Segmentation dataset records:
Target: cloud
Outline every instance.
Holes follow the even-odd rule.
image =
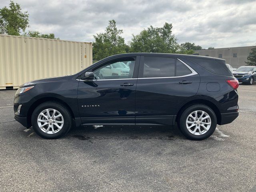
[[[54,33],[61,39],[92,42],[114,19],[126,42],[132,34],[168,22],[179,43],[194,42],[205,48],[256,43],[253,0],[16,1],[30,14],[29,30]],[[0,7],[9,2],[2,0]]]

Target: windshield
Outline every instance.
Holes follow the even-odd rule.
[[[253,70],[253,67],[240,67],[236,71],[251,71]]]
[[[112,64],[113,68],[129,68],[126,65],[122,62],[117,62]]]

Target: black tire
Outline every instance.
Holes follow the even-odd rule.
[[[38,124],[37,119],[40,113],[46,109],[56,110],[63,116],[63,126],[56,133],[46,133],[40,129]],[[40,104],[35,109],[31,116],[31,123],[35,132],[40,136],[45,139],[57,139],[64,136],[68,132],[72,126],[72,116],[68,110],[64,105],[55,102],[46,102]]]
[[[206,112],[211,118],[210,128],[206,132],[200,135],[196,135],[190,132],[186,126],[187,118],[190,113],[196,110]],[[178,120],[178,124],[180,131],[187,138],[192,140],[203,140],[210,137],[215,130],[217,125],[217,118],[213,110],[208,106],[201,104],[196,104],[190,106],[184,110]]]
[[[251,77],[249,78],[249,82],[247,83],[248,85],[252,85],[253,84],[253,77]]]

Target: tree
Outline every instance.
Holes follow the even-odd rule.
[[[29,26],[28,12],[23,12],[20,6],[12,1],[9,8],[0,9],[0,33],[10,35],[20,35]]]
[[[200,50],[202,49],[202,47],[199,45],[196,45],[195,43],[186,42],[185,43],[182,43],[180,46],[186,50]]]
[[[247,65],[256,65],[256,46],[254,46],[252,49],[249,56],[247,57],[247,60],[248,61],[245,62]]]
[[[112,55],[126,53],[128,48],[121,36],[122,30],[118,29],[114,20],[109,21],[104,33],[94,35],[93,60],[99,60]]]
[[[28,33],[25,33],[23,36],[27,37],[37,37],[39,38],[46,38],[47,39],[60,39],[59,38],[56,38],[55,36],[53,33],[50,33],[49,34],[43,34],[42,33],[40,33],[39,31],[29,31]]]
[[[135,52],[175,53],[179,48],[177,38],[172,34],[171,24],[162,28],[150,26],[136,35],[132,34],[130,51]]]

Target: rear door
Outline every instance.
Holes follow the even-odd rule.
[[[174,58],[141,56],[137,83],[136,123],[172,124],[181,105],[196,95],[199,75]]]

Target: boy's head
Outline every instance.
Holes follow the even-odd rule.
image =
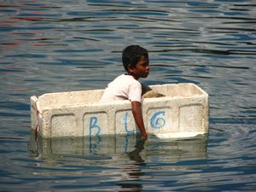
[[[148,50],[138,45],[130,45],[123,50],[122,61],[125,69],[129,73],[129,67],[136,68],[141,57],[148,60]]]

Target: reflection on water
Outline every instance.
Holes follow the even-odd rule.
[[[140,139],[140,136],[102,136],[91,137],[54,137],[36,138],[31,134],[28,144],[28,151],[32,158],[52,160],[62,155],[104,155],[126,154],[135,161],[144,161],[139,154],[143,150],[155,151],[162,160],[166,154],[176,161],[191,158],[205,158],[207,151],[207,137],[198,136],[185,140],[163,140],[150,137],[150,141],[145,142]],[[168,148],[166,148],[168,145]],[[158,151],[158,152],[157,152]],[[148,159],[148,157],[144,157]]]
[[[2,1],[1,189],[253,190],[255,13],[253,0]],[[28,150],[30,96],[106,87],[131,44],[149,50],[144,84],[209,93],[208,137],[39,139]]]
[[[95,185],[100,187],[102,183],[111,189],[113,186],[106,182],[114,182],[118,188],[129,191],[138,191],[143,189],[142,181],[154,177],[154,174],[161,172],[161,175],[167,176],[176,170],[188,169],[188,165],[178,162],[199,161],[207,158],[206,136],[171,141],[152,136],[145,143],[140,140],[140,136],[131,135],[102,137],[100,142],[96,138],[92,143],[90,143],[89,137],[38,137],[36,141],[32,134],[28,151],[32,158],[42,160],[38,166],[44,171],[35,170],[34,174],[55,180],[68,174],[76,180],[69,185],[83,188],[86,181],[88,191]],[[90,145],[94,145],[93,151]],[[191,165],[193,166],[196,166]],[[165,170],[166,167],[172,169]],[[94,184],[91,185],[87,179],[93,181]],[[58,185],[61,189],[67,187],[65,183]]]

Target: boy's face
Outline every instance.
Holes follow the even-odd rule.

■ GIVEN INSTRUCTION
Copy out all of the material above word for word, omitting the pictures.

■ REPLY TO THE TASK
Target: cloud
Outline every instance.
Holes follow the even-odd rule.
image =
[[[54,33],[61,39],[92,42],[114,19],[126,42],[132,34],[168,22],[179,43],[194,42],[205,48],[256,43],[253,0],[16,1],[30,14],[29,30]],[[0,7],[9,2],[2,0]]]

Target: windshield
Outline every instance.
Holes follow the even-odd rule.
[[[253,70],[253,67],[240,67],[236,71],[251,71]]]
[[[112,64],[113,68],[129,68],[126,65],[122,62],[117,62]]]

Target: black tire
Outline every instance.
Holes follow the even-odd rule.
[[[38,124],[37,119],[40,113],[46,109],[56,110],[63,116],[63,126],[56,133],[46,133],[40,129]],[[40,104],[35,109],[31,116],[31,123],[35,132],[40,136],[45,139],[57,139],[64,136],[68,132],[72,126],[72,116],[68,110],[64,105],[55,102],[46,102]]]
[[[206,112],[211,118],[210,128],[206,132],[200,135],[196,135],[190,132],[186,126],[187,118],[190,113],[196,110]],[[178,120],[178,124],[180,131],[187,138],[192,140],[203,140],[210,137],[215,130],[217,125],[217,118],[213,110],[208,106],[201,104],[196,104],[190,106],[184,110]]]
[[[251,77],[249,78],[249,82],[247,83],[248,85],[252,85],[253,84],[253,77]]]

Target: tree
Outline every instance.
Holes follow the even-odd rule.
[[[29,26],[28,12],[23,12],[20,6],[12,1],[9,8],[0,9],[0,33],[10,35],[20,35]]]
[[[200,50],[202,49],[202,47],[199,45],[196,45],[195,43],[186,42],[185,43],[182,43],[180,46],[186,50]]]
[[[247,65],[256,65],[256,46],[254,46],[252,49],[249,56],[247,57],[247,60],[248,61],[245,62]]]
[[[112,55],[126,53],[128,48],[121,36],[122,30],[118,29],[114,20],[109,21],[104,33],[94,35],[93,60],[99,60]]]
[[[28,33],[25,33],[23,36],[27,37],[37,37],[39,38],[46,38],[47,39],[60,39],[59,38],[56,38],[55,36],[53,33],[50,33],[49,34],[43,34],[42,33],[40,33],[39,31],[29,31]]]
[[[135,52],[175,53],[179,48],[177,38],[172,34],[171,24],[162,28],[150,26],[136,35],[132,34],[130,51]]]

Target: rear door
Outline every instance.
Holes follow the even-odd rule.
[[[174,58],[141,56],[137,83],[136,123],[172,124],[181,105],[196,95],[199,75]]]

Target: boy's head
Outline every instance.
Holes follow the even-odd rule.
image =
[[[148,50],[138,45],[130,45],[123,50],[122,61],[125,69],[129,73],[129,67],[136,68],[141,57],[148,60]]]

Target: reflection on water
Outline every instance.
Holes follow the even-odd rule.
[[[140,139],[140,136],[102,136],[91,137],[54,137],[36,138],[31,134],[28,144],[28,151],[32,158],[52,160],[62,155],[104,155],[126,154],[135,161],[144,161],[139,154],[143,150],[155,151],[162,160],[166,154],[176,161],[191,158],[205,158],[207,151],[207,137],[198,136],[185,140],[163,140],[150,137],[150,141],[145,142]],[[168,148],[166,148],[168,145]],[[158,151],[158,152],[157,152]],[[148,159],[148,157],[144,157]]]
[[[2,1],[1,189],[253,190],[255,13],[253,0]],[[28,150],[30,96],[106,87],[131,44],[149,50],[144,84],[209,93],[208,137],[39,139]]]
[[[95,185],[100,187],[102,183],[111,189],[113,186],[106,182],[114,182],[118,188],[129,191],[138,191],[143,189],[142,181],[154,177],[154,174],[161,172],[161,175],[167,176],[176,170],[188,169],[188,165],[178,162],[199,161],[207,158],[206,136],[171,141],[152,136],[145,143],[140,140],[140,136],[131,135],[102,137],[100,142],[96,138],[92,143],[90,143],[89,137],[38,137],[36,141],[32,134],[28,151],[32,158],[42,160],[38,166],[44,171],[35,170],[34,174],[55,180],[68,174],[76,180],[69,185],[83,188],[86,181],[88,191]],[[90,145],[94,145],[93,151]],[[191,165],[193,166],[196,166]],[[165,170],[166,167],[172,169]],[[94,184],[91,185],[87,179],[93,181]],[[58,185],[61,189],[67,187],[65,183]]]

Target: boy's face
Outline every instance.
Holes follow the even-odd rule.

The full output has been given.